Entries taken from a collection

================================

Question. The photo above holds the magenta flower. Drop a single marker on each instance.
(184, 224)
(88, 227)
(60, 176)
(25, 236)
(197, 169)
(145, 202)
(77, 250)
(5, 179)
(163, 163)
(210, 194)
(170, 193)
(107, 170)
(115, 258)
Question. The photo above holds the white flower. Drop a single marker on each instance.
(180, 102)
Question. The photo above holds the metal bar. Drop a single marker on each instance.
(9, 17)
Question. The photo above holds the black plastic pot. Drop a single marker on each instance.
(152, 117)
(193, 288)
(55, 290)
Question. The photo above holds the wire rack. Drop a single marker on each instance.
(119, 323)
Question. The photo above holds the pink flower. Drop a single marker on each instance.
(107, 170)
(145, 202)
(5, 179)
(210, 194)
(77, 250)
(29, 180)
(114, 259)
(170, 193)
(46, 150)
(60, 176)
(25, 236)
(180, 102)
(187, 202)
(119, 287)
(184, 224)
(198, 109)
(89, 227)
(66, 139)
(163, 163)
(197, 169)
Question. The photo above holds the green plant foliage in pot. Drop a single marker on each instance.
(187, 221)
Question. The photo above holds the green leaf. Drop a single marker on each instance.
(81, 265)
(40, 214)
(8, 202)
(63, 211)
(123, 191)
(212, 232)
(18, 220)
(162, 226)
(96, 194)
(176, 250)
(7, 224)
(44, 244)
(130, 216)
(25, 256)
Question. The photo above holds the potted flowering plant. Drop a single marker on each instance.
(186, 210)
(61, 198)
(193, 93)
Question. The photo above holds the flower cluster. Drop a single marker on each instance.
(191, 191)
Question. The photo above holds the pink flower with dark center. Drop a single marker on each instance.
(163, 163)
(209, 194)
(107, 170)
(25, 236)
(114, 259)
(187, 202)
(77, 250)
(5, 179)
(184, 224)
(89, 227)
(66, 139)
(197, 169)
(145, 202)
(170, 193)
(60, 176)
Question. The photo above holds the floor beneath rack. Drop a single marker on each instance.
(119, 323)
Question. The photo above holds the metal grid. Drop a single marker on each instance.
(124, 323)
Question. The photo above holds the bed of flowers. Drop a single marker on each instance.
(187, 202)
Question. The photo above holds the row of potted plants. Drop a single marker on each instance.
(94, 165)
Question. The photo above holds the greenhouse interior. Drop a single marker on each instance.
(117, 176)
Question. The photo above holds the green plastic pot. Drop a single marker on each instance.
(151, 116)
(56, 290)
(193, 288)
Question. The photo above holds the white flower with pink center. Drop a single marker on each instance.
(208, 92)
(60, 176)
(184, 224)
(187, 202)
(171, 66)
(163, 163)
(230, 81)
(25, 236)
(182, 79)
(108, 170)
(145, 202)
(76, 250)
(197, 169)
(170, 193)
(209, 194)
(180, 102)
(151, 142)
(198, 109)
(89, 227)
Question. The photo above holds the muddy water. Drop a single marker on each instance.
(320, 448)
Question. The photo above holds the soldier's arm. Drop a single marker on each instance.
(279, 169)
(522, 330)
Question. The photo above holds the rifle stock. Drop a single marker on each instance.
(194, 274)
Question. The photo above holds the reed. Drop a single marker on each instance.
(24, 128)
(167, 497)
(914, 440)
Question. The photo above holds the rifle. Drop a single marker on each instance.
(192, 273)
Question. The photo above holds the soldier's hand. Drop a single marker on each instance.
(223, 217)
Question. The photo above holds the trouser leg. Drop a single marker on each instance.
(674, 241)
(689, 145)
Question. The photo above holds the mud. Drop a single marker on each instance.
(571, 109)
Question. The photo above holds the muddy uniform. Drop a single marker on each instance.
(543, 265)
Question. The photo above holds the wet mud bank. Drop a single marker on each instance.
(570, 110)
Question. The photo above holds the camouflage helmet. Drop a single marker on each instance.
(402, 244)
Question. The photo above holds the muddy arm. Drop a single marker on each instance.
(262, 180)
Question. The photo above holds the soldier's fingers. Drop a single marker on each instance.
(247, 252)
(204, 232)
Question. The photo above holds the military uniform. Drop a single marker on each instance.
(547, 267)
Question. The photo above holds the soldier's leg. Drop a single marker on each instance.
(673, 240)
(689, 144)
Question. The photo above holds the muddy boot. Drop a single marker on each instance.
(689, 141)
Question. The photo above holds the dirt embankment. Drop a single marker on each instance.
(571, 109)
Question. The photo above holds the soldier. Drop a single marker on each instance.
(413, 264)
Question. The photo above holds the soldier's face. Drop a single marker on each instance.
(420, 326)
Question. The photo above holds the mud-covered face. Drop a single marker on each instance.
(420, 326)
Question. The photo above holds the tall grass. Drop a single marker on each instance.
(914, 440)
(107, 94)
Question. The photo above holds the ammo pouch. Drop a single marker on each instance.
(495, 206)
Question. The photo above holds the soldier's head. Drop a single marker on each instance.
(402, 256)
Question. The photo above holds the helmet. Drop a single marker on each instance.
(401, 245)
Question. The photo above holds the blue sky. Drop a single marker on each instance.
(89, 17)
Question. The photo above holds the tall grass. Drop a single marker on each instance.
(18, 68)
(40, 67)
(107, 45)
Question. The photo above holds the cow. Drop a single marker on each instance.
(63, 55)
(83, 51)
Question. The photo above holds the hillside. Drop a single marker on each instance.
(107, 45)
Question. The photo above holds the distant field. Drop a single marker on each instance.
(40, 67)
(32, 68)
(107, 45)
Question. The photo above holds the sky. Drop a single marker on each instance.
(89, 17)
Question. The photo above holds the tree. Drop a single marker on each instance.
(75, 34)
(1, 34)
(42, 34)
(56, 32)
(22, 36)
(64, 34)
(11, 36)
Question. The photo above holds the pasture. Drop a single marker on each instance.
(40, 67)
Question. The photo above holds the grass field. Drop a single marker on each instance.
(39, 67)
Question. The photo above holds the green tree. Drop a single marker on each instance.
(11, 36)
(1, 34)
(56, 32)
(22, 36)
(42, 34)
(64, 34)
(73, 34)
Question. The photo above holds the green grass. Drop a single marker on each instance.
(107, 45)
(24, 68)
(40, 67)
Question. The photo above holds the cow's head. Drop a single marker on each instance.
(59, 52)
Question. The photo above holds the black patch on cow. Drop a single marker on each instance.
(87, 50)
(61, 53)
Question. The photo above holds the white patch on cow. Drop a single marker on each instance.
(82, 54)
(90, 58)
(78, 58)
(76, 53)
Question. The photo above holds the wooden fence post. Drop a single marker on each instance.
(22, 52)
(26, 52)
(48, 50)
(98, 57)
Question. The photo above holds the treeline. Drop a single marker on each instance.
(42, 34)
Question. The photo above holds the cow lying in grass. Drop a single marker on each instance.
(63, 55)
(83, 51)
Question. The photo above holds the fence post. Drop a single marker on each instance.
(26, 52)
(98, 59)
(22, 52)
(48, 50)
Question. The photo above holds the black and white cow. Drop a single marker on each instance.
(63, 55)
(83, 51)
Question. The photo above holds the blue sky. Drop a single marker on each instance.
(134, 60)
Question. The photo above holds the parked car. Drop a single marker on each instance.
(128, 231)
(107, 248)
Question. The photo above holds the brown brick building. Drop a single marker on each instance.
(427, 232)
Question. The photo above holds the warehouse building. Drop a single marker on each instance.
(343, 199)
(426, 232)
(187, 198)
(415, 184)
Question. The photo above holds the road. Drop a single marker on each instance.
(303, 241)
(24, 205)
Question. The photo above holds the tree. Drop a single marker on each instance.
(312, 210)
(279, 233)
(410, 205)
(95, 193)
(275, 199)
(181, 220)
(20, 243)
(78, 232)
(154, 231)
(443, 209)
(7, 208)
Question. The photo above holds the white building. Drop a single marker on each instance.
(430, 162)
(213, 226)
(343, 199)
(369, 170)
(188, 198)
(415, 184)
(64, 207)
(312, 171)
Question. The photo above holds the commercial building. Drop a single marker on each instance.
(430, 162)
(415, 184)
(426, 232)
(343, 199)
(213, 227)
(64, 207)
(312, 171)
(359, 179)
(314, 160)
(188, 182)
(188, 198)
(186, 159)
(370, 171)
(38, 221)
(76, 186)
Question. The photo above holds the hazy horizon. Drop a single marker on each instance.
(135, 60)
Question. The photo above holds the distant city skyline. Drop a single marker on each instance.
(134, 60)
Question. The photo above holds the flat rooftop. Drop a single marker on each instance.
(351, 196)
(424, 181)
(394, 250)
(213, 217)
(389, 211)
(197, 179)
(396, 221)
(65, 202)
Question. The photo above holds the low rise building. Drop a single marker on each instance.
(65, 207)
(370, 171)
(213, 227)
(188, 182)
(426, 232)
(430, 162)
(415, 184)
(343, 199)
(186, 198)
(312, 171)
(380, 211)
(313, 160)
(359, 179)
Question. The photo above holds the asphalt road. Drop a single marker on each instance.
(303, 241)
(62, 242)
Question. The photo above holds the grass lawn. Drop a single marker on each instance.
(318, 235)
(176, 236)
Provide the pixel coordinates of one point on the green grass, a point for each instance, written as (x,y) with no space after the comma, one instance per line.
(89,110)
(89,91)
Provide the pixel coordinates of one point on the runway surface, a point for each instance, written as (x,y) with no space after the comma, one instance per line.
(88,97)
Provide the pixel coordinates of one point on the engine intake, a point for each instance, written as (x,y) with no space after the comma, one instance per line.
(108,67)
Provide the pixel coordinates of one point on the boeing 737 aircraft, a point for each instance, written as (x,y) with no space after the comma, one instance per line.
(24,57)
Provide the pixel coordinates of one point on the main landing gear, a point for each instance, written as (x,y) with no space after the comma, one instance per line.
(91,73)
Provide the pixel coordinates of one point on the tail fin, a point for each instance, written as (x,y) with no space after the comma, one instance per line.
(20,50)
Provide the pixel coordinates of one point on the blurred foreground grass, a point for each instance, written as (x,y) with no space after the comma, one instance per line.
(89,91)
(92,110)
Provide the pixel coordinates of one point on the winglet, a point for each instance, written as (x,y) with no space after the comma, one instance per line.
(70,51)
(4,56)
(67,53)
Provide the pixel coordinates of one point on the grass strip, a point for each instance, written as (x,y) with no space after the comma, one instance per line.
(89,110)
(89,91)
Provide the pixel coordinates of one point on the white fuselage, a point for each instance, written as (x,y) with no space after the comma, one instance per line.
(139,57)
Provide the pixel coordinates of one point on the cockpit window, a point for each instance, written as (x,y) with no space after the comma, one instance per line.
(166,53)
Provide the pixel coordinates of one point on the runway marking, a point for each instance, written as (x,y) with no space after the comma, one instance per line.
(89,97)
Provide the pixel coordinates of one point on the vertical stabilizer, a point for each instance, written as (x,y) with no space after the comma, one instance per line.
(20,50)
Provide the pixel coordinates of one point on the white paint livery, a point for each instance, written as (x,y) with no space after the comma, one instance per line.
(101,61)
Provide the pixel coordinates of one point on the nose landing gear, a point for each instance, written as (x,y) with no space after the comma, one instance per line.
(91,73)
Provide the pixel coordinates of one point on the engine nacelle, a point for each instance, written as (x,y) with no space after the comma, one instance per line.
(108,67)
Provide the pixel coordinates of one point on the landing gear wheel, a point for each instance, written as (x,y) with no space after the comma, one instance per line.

================================

=== What you should do ===
Begin at the line containing "runway marking, a" and reproduce each line through the end of the records above.

=== Output for this exercise ===
Provide the pixel coordinates of one point on the runway marking, a point for each instance, written as (x,y) with no space after the comma, one instance per line.
(89,97)
Provide the pixel coordinates of one point on the vertical stabilizer, a point for each instance, written as (x,y) with no space after the comma, one instance per line.
(20,50)
Provide the pixel coordinates of one point on the white paint livery, a point for each instance, written as (x,y) with no space after the comma, one instance per line.
(101,61)
Provide the pixel coordinates of one point on the nose landing gear, a point for each instance, written as (x,y) with no space after the comma, one instance per line.
(91,73)
Provide the pixel coordinates of one point on the engine nacelle, a point for each instance, written as (x,y) with no space after the comma, one instance per line.
(108,67)
Provide the pixel coordinates of one point on the landing gear wheel, a point for each instance, written as (x,y) with no space after the comma, one instance per line.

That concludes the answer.